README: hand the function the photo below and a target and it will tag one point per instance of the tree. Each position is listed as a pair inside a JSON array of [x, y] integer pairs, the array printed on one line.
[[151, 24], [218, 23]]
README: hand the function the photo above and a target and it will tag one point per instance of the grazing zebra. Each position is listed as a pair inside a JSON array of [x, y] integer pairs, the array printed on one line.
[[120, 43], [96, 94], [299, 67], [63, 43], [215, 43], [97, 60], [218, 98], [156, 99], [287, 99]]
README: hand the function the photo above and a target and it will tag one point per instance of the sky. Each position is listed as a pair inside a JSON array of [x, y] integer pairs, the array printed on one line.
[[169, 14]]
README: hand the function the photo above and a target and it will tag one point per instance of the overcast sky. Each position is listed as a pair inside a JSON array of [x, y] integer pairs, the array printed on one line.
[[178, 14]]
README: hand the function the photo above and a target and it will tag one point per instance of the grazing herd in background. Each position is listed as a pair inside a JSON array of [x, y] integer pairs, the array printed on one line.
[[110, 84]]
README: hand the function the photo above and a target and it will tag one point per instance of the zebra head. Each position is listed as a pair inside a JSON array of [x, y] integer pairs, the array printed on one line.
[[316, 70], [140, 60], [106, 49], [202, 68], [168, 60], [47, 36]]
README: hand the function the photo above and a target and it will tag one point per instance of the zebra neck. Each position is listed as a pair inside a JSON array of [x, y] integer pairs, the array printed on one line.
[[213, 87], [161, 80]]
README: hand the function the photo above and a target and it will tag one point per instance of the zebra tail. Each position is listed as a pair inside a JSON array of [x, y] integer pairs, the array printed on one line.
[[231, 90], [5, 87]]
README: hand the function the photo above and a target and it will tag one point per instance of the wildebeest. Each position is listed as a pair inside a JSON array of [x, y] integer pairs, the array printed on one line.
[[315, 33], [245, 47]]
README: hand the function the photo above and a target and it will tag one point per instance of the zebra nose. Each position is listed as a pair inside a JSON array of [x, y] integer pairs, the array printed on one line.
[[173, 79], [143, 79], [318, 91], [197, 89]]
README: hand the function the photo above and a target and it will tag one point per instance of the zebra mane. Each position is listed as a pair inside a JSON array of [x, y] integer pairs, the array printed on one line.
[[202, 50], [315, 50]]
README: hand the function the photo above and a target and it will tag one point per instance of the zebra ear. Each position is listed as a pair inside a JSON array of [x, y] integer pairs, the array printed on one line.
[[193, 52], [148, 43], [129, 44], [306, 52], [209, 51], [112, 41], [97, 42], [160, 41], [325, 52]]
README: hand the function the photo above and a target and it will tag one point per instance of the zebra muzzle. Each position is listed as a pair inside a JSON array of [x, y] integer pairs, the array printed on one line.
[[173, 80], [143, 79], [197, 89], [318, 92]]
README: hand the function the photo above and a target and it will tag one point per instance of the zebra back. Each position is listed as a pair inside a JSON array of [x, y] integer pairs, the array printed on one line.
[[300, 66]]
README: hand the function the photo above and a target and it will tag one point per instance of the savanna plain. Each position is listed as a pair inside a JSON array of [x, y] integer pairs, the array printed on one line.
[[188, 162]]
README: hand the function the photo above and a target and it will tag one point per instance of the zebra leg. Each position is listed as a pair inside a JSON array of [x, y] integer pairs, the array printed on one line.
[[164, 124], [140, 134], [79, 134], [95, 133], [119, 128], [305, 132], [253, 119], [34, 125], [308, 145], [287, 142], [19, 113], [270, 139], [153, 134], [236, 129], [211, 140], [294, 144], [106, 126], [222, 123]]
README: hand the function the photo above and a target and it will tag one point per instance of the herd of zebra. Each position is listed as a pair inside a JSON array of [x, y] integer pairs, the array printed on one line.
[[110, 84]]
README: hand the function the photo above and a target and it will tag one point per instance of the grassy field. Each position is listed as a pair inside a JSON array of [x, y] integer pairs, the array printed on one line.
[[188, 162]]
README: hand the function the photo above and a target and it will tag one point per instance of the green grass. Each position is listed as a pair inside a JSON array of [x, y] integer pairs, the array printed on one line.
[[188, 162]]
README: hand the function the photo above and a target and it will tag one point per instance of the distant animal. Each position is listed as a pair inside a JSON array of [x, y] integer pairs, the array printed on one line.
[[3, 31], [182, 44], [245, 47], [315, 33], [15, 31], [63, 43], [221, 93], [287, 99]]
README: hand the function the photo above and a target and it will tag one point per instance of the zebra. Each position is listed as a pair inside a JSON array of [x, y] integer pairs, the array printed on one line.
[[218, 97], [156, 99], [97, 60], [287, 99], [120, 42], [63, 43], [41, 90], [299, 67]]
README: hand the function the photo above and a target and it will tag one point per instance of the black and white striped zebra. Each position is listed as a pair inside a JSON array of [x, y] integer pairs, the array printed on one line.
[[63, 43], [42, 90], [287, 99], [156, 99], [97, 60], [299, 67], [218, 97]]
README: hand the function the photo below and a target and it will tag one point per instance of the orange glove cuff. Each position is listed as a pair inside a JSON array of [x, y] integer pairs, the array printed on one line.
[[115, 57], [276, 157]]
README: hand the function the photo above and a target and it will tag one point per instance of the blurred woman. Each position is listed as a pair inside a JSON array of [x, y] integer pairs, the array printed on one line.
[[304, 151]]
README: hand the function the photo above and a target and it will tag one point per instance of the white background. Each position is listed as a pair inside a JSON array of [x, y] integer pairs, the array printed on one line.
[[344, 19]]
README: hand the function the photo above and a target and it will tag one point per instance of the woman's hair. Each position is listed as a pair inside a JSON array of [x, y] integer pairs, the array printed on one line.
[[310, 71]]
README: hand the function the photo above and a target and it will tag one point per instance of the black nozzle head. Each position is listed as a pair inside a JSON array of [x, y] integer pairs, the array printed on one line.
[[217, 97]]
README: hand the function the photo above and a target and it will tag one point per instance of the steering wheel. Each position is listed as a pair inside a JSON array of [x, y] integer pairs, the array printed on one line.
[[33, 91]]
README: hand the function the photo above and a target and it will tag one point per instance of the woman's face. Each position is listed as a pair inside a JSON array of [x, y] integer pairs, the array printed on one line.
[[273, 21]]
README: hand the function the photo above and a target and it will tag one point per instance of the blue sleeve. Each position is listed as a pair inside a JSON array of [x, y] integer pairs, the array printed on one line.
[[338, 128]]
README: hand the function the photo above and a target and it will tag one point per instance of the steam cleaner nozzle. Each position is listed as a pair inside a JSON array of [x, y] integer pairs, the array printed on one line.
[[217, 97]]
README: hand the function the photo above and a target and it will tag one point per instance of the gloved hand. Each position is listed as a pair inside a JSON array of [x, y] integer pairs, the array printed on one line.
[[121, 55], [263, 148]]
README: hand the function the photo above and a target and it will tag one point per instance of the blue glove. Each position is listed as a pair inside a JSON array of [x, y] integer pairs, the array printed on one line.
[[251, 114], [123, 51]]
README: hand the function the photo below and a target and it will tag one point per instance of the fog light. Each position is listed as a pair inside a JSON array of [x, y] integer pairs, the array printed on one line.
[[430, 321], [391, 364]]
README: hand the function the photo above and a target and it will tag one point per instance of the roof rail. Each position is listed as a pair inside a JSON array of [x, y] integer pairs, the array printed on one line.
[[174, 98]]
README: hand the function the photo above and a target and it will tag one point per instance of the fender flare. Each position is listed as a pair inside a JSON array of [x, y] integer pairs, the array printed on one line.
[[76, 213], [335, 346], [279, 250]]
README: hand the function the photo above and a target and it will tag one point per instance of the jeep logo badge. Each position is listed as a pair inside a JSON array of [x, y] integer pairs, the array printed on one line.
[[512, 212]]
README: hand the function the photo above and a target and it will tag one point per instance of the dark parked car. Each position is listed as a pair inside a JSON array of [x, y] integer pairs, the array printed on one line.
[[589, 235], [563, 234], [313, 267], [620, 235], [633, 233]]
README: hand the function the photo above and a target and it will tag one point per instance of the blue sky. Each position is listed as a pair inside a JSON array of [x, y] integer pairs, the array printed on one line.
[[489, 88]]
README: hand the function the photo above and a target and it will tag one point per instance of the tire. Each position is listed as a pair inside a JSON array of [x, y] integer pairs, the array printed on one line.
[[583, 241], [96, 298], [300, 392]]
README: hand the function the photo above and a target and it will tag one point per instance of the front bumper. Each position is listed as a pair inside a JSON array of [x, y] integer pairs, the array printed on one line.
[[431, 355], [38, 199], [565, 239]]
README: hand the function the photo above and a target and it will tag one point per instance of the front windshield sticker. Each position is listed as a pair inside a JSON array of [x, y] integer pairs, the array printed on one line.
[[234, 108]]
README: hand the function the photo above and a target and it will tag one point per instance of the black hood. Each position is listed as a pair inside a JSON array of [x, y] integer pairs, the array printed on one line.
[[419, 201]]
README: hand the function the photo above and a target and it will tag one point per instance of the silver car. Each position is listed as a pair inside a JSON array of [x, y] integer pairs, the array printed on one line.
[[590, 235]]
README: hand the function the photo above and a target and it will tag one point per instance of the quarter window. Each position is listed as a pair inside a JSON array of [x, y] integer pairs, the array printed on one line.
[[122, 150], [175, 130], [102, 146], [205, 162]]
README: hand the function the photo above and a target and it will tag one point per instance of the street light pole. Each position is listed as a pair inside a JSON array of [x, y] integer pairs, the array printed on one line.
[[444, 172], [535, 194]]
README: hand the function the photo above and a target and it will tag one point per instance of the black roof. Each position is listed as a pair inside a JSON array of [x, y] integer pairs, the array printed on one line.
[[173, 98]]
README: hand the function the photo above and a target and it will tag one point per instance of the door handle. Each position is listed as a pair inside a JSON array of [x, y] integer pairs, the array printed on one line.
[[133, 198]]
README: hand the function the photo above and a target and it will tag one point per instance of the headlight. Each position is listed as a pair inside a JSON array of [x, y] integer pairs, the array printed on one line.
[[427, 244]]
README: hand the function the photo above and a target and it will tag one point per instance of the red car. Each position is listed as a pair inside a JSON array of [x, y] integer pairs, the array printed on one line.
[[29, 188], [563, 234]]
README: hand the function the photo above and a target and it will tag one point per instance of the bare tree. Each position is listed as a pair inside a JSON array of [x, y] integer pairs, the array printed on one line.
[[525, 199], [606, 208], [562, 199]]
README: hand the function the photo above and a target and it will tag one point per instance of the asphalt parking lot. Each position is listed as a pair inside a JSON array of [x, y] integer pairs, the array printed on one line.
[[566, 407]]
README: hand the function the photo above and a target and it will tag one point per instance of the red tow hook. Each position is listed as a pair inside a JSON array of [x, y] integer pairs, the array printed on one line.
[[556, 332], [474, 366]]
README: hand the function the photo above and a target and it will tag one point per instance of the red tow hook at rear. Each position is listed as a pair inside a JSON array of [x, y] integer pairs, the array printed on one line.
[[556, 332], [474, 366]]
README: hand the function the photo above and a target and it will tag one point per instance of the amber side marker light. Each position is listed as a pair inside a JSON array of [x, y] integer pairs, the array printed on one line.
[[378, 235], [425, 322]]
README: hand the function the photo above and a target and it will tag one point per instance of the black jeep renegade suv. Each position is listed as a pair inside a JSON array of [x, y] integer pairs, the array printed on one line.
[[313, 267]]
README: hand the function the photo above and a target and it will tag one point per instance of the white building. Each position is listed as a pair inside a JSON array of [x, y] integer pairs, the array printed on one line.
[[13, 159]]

...

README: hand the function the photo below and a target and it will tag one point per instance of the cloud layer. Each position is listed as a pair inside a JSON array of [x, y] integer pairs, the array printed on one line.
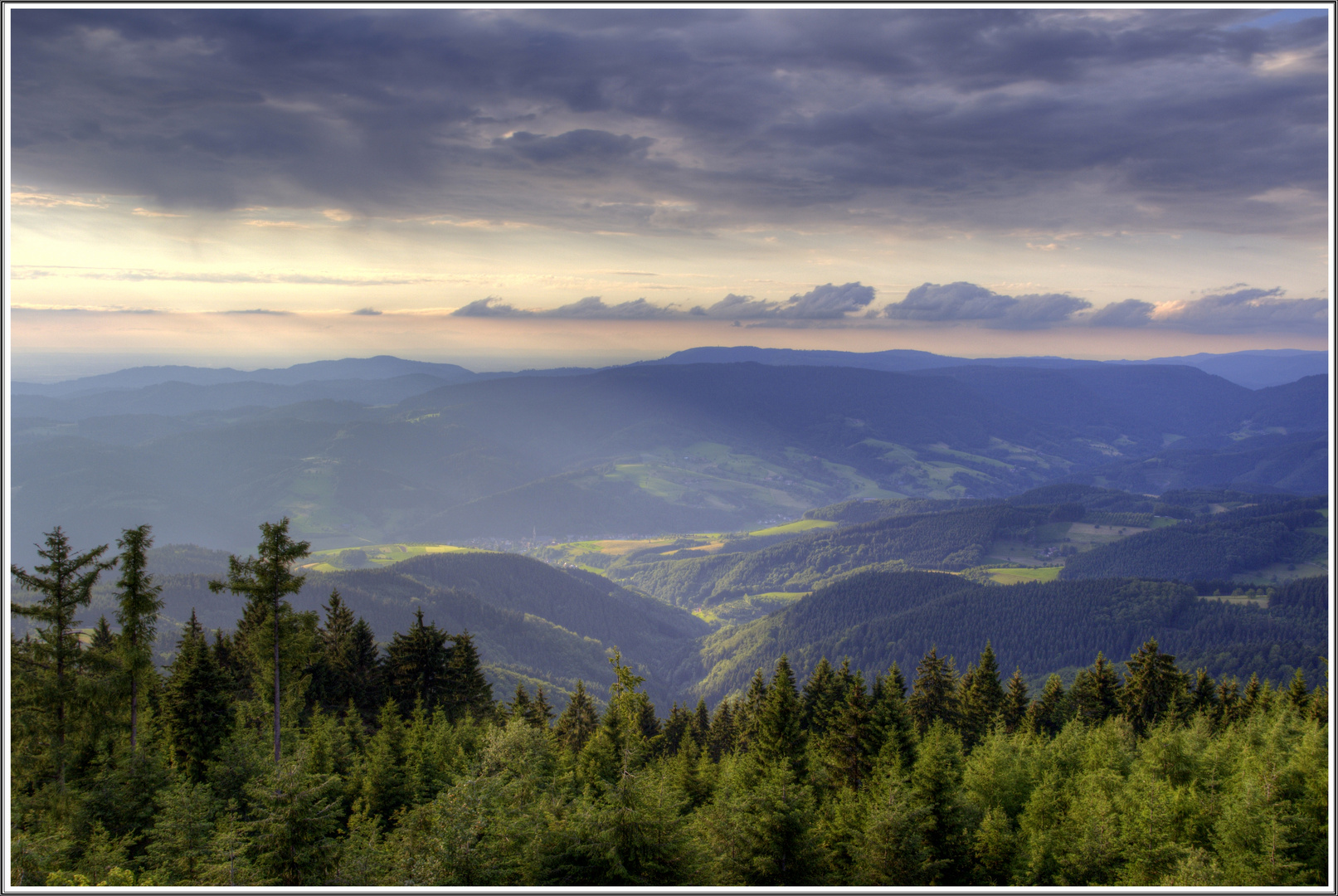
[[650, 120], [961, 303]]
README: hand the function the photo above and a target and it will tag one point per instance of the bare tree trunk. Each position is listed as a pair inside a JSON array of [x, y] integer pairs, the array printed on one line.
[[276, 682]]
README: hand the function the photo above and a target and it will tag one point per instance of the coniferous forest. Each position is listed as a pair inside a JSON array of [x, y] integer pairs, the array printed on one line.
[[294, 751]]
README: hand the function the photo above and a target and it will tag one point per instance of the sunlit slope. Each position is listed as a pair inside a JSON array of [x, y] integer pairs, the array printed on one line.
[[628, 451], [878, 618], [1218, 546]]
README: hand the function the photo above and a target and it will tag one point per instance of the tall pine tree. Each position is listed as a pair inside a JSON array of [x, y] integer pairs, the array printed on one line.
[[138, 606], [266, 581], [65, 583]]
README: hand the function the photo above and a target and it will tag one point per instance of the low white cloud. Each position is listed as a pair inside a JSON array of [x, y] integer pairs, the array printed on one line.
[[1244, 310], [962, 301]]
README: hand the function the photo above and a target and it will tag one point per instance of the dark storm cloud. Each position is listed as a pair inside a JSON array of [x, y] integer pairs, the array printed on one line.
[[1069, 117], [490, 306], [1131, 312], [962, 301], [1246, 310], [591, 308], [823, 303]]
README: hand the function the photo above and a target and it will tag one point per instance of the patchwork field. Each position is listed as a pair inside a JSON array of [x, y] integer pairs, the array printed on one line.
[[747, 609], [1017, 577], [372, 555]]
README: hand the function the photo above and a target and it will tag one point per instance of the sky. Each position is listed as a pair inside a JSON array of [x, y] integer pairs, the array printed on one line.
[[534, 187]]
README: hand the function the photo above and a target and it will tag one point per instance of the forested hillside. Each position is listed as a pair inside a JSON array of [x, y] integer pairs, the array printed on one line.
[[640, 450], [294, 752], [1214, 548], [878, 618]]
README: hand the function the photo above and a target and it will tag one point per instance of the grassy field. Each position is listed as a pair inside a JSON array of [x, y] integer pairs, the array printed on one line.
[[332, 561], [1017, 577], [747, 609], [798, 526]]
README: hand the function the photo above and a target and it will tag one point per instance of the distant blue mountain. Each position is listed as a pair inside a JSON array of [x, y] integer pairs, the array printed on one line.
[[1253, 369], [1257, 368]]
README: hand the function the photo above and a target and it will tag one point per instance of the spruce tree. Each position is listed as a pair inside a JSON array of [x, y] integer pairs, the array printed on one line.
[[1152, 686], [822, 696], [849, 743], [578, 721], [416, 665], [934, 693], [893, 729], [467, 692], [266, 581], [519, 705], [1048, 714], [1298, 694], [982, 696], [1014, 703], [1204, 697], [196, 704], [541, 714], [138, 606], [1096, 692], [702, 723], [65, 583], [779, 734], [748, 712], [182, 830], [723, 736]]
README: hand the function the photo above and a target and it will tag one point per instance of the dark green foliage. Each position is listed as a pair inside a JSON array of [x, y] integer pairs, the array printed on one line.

What this task involves -
Render the material as a JSON list of strings, starting at the line containing "the woman's hair." and ending at the line containing "[[338, 128]]". Give one string per line and leave out any blank lines.

Output for this exercise -
[
  "README: hand the function the photo above and a target and it will tag one point per instance of the woman's hair. Each position is listed as a pair inside a JSON array of [x, y] integer pairs, the array printed on one line.",
  "[[310, 71]]",
  "README: hand the function the photo above and a target and it will tag one point per instance of the black nozzle head. Each position is listed as a pair inside a JSON array of [x, y] integer pairs, the array printed on one line.",
  "[[217, 97]]",
  "README: hand the function the photo above and a target and it will tag one point per instance of the steering wheel. Each position is listed as a pair inside a JSON array of [x, y] integer pairs, the array printed on one line.",
  "[[33, 91]]",
  "README: hand the function the photo above and a target and it will tag one point per instance of the woman's face. Each position is listed as a pair inside a JSON array of [x, y] integer pairs, the array printed on one line.",
  "[[273, 21]]",
  "README: hand the function the photo above and a target and it will tag one point per instance of the blue sleeve. Each position is listed as a pair inside a JSON array of [x, y] integer pairs, the array printed on one line.",
  "[[338, 128]]"
]